-------- Material to process --------

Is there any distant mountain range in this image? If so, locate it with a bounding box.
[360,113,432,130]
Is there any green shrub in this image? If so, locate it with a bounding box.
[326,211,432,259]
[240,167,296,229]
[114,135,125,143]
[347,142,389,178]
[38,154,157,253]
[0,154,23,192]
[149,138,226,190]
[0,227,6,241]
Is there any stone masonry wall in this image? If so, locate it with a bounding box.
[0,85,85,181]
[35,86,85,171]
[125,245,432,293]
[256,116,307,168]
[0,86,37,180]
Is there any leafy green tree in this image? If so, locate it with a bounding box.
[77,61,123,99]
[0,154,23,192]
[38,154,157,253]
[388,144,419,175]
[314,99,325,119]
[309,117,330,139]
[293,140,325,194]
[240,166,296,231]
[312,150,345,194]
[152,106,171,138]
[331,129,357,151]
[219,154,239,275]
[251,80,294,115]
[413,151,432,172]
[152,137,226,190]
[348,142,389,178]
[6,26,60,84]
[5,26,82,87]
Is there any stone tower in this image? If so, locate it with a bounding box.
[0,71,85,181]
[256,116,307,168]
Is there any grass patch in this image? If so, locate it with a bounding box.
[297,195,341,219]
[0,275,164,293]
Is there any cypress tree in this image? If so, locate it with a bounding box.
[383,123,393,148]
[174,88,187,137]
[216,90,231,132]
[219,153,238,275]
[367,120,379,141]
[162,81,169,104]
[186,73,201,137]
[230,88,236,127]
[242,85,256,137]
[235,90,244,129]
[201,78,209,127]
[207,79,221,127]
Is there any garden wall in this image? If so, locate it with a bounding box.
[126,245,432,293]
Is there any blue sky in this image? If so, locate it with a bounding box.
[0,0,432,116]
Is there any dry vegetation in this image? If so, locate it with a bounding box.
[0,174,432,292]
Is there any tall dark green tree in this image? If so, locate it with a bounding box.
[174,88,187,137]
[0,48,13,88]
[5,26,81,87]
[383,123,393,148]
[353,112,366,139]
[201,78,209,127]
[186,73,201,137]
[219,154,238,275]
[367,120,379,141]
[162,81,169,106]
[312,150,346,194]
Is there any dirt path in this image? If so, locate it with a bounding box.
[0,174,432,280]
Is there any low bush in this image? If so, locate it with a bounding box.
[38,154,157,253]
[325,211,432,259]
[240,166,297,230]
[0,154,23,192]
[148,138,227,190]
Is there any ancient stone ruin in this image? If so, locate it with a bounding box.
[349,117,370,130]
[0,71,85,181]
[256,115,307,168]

--------

Do this
Retype every line above verbatim, in its original order.

Exercise answer
Is there any distant mountain range in this image? If so, locate it with a bounding box.
[360,113,432,130]
Is there any green shrub in this image? If so, locate it with a bounding box.
[326,211,432,259]
[240,167,296,229]
[114,135,125,143]
[347,142,389,178]
[38,154,157,253]
[0,154,23,192]
[149,138,226,190]
[0,227,6,241]
Is there any stone masonry wall in this image? If so, locate it with a bounding box.
[0,85,85,181]
[35,86,85,171]
[125,245,432,293]
[256,116,307,168]
[0,86,37,180]
Is there any leafy green tree in this image? If so, locate it with a bounding box.
[77,61,123,99]
[0,154,23,192]
[38,154,157,253]
[388,144,419,175]
[314,99,325,119]
[309,117,330,139]
[293,140,325,194]
[240,166,296,231]
[312,150,345,194]
[152,106,171,138]
[331,129,357,151]
[219,154,239,275]
[251,80,294,115]
[413,151,432,172]
[152,137,226,190]
[348,142,389,178]
[6,26,60,84]
[5,26,82,87]
Is there any stone tower in this image? If so, locate it with a bounding box.
[0,71,85,181]
[256,116,307,168]
Is there any grass patch in this image? If so, locate it with a bounding box.
[297,195,341,219]
[0,275,164,293]
Is there any cypress tree in this image? If so, locate it with a bounding box.
[383,123,393,148]
[174,88,187,137]
[216,90,231,132]
[219,153,238,275]
[367,120,379,141]
[162,81,169,104]
[186,73,201,137]
[230,88,236,127]
[242,85,256,137]
[235,90,244,129]
[201,78,209,127]
[207,79,221,127]
Is there any garden wall in this image? If so, locate it with a bounding box.
[126,245,432,293]
Is there any blue sky in this image? If so, locate it with a bounding box.
[0,0,432,116]
Is there any dry vegetation in this image? If so, locate it with a bounding box.
[0,174,432,292]
Is there any tall dark green tree in this image? If so, locate it with a bounding box.
[174,88,187,137]
[0,48,13,88]
[5,26,81,87]
[383,123,393,148]
[353,112,366,139]
[201,78,209,127]
[186,73,201,137]
[219,154,238,275]
[367,120,379,141]
[162,81,169,106]
[312,150,346,194]
Is there any dirt path in this image? If so, locate it with a bounding box.
[0,174,432,280]
Is there any low bush in this image? If so, locate it with a bounding box.
[38,154,157,253]
[325,211,432,259]
[240,166,297,230]
[0,154,23,192]
[148,138,227,190]
Is there any ancient stone ruin in this image? If so, locate it with a bounding box.
[349,117,370,130]
[0,71,85,181]
[256,115,307,168]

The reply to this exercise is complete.